TRECHO DO DOCUMENTO
Entrevista - O ESTADO DE SÃO PAULO
(28/05/2007)
Roberto Romano: professor titular de Filosofia da
Unicamp
Para filósofo, está na hora de o governo reunir
representantes dos 3 poderes e chamar universidades para discutir a
autonomia
Simone Iwasso
Um grande palco, com diversas coisas acontecendo ao
mesmo tempo, mas com os holofotes apontando excessivamente para um
pequeno trecho de cada vez. Sem enxergar o contexto, o restante que pode
explicar e ser contrapeso ao que está sendo ressaltado fica de fora.

Dados de máscaras de segmentação:
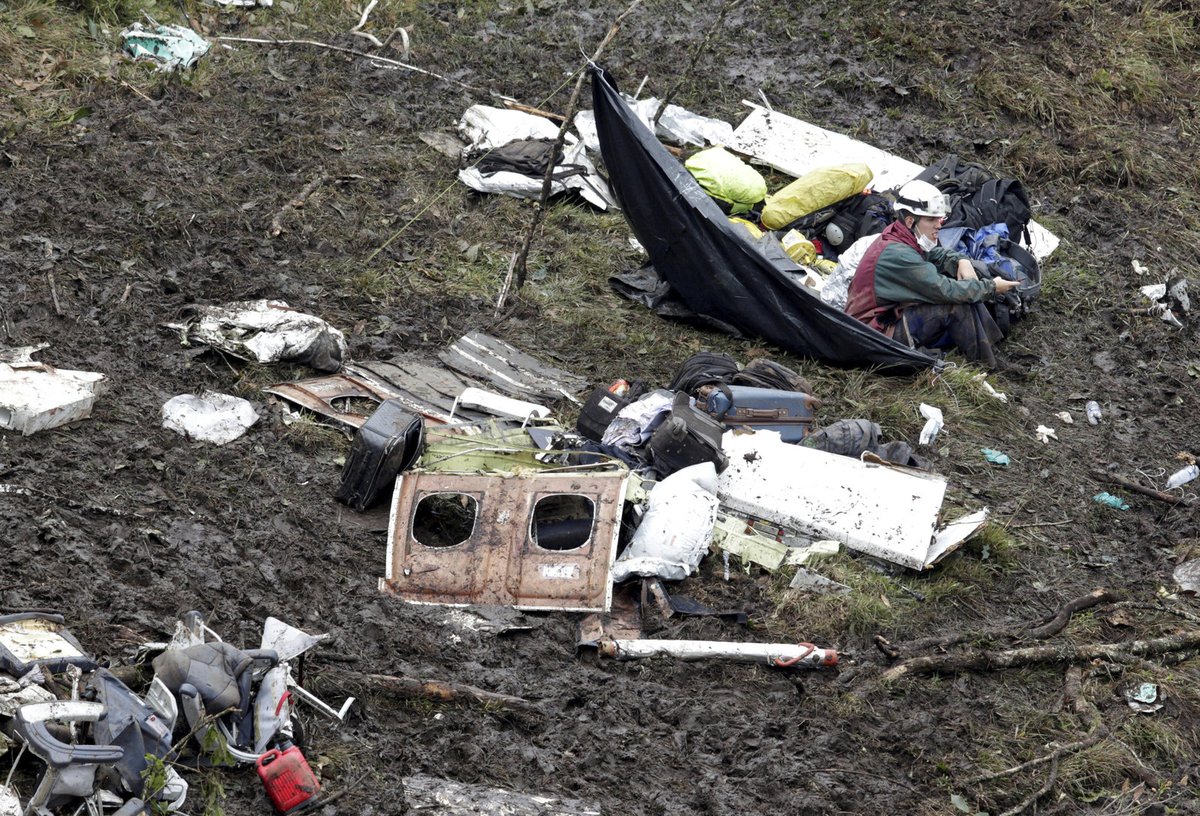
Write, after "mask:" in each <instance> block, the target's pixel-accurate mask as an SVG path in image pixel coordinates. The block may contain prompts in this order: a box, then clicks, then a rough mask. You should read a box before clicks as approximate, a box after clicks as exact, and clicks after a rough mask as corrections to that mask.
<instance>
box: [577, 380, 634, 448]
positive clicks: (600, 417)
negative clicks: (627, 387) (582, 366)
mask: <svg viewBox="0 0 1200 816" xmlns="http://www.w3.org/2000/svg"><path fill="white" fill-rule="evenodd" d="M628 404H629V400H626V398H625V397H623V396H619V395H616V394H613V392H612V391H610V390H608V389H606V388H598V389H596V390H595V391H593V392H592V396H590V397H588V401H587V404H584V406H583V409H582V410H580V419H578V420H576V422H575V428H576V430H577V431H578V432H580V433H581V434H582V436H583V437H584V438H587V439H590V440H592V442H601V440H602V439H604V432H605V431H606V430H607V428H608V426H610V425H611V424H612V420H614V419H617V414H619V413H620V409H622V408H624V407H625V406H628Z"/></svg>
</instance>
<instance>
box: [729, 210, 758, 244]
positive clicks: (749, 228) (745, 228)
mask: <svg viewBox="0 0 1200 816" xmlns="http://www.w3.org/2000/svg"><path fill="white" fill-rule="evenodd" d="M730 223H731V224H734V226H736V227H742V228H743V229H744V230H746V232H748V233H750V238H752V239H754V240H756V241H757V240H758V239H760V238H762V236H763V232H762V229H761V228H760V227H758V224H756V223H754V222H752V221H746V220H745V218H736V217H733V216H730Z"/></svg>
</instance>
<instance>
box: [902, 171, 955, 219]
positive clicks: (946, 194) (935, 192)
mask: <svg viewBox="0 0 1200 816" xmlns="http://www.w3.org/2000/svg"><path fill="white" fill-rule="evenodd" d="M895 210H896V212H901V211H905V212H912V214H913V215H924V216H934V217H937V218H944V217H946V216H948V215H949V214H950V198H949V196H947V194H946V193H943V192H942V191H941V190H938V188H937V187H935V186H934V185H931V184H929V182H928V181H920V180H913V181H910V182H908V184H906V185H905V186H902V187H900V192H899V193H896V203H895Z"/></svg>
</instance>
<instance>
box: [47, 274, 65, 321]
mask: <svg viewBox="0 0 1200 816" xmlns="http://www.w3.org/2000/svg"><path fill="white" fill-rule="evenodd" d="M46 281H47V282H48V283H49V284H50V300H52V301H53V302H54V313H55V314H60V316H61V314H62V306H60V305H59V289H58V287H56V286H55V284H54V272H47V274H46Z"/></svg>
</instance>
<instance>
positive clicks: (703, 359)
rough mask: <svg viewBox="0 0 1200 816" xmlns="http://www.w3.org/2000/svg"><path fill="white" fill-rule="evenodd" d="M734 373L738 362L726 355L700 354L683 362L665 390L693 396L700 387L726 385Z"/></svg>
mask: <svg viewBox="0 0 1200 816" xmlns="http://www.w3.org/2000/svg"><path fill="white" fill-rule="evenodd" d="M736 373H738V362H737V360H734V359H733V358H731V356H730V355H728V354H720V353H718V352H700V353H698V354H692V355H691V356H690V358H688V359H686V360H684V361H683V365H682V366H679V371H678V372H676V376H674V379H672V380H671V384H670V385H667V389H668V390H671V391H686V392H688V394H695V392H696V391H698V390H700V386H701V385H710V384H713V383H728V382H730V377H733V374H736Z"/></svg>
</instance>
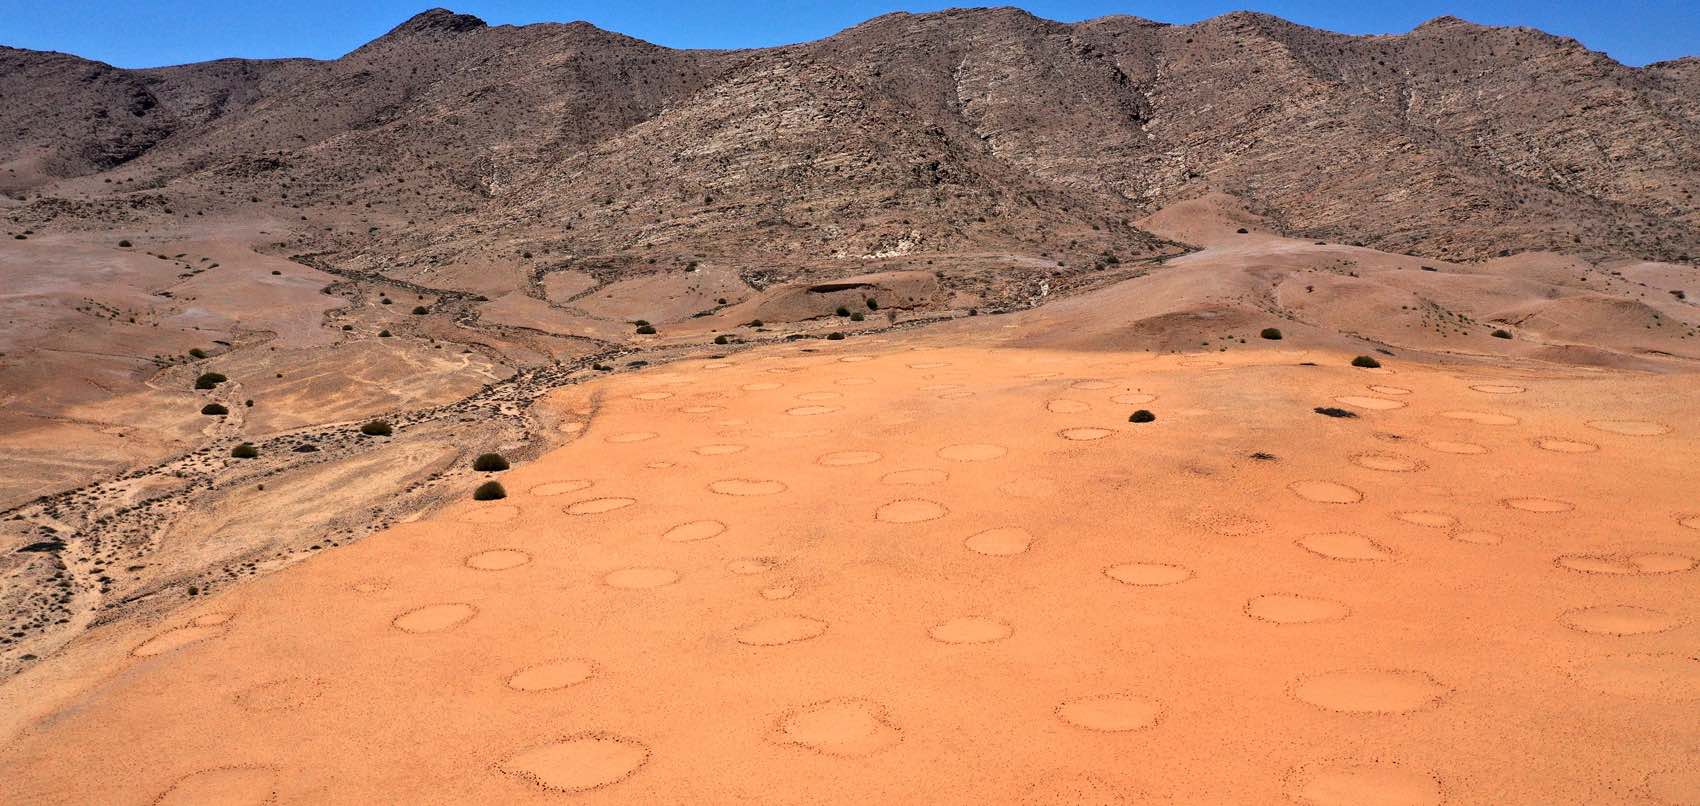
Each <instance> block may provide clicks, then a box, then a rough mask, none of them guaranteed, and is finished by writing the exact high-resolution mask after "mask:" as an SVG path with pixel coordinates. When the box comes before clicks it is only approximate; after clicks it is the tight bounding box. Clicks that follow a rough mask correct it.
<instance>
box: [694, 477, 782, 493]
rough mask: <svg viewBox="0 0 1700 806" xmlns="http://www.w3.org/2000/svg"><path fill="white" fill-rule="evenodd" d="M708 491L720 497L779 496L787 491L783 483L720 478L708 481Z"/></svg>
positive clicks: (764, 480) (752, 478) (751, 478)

TAREFAS
a. Digite novamente um trecho da entrevista com Roberto Romano, começando nas palavras "Roberto Romano: professor" e parando depois de "fica de fora.".
b. Escreva a continuação da entrevista com Roberto Romano a partir da última frase apresentada.
Não é preciso consultar os registros.

RESPOSTAS POR TAREFA
a.
Roberto Romano: professor titular de Filosofia da
Unicamp
Para filósofo, está na hora de o governo reunir
representantes dos 3 poderes e chamar universidades para discutir a
autonomia
Simone Iwasso
Um grande palco, com diversas coisas acontecendo ao
mesmo tempo, mas com os holofotes apontando excessivamente para um
pequeno trecho de cada vez. Sem enxergar o contexto, o restante que pode
explicar e ser contrapeso ao que está sendo ressaltado fica de fora.

b.
Assim, todos estão dizendo a verdade e todos estão mentindo, já que cada
recorte só fica verdadeiro se visto em ligação com o todo. A alegoria,
retirada de um livro do alemão Erich Auerbach, é usada pelo filósofo
Roberto Romano, professor titular de Filosofia da Unicamp, para analisar
o impasse que se instaurou na USP desde o início do ano com o debate
sobre a autonomia, motivado por decretos do governador José Serra
(PSDB). Para entender a situação, o professor retoma a Constituição de
88, que garantiu a autonomia universitária, e a falta de regulamentação
que se seguiu após sua promulgação - responsabilidade, segundo ele, dos
sucessivos governos, ministros, parlamentares, reitores, professores e
movimentos estudantis.
O senhor considera que a autonomia universitária
está em risco?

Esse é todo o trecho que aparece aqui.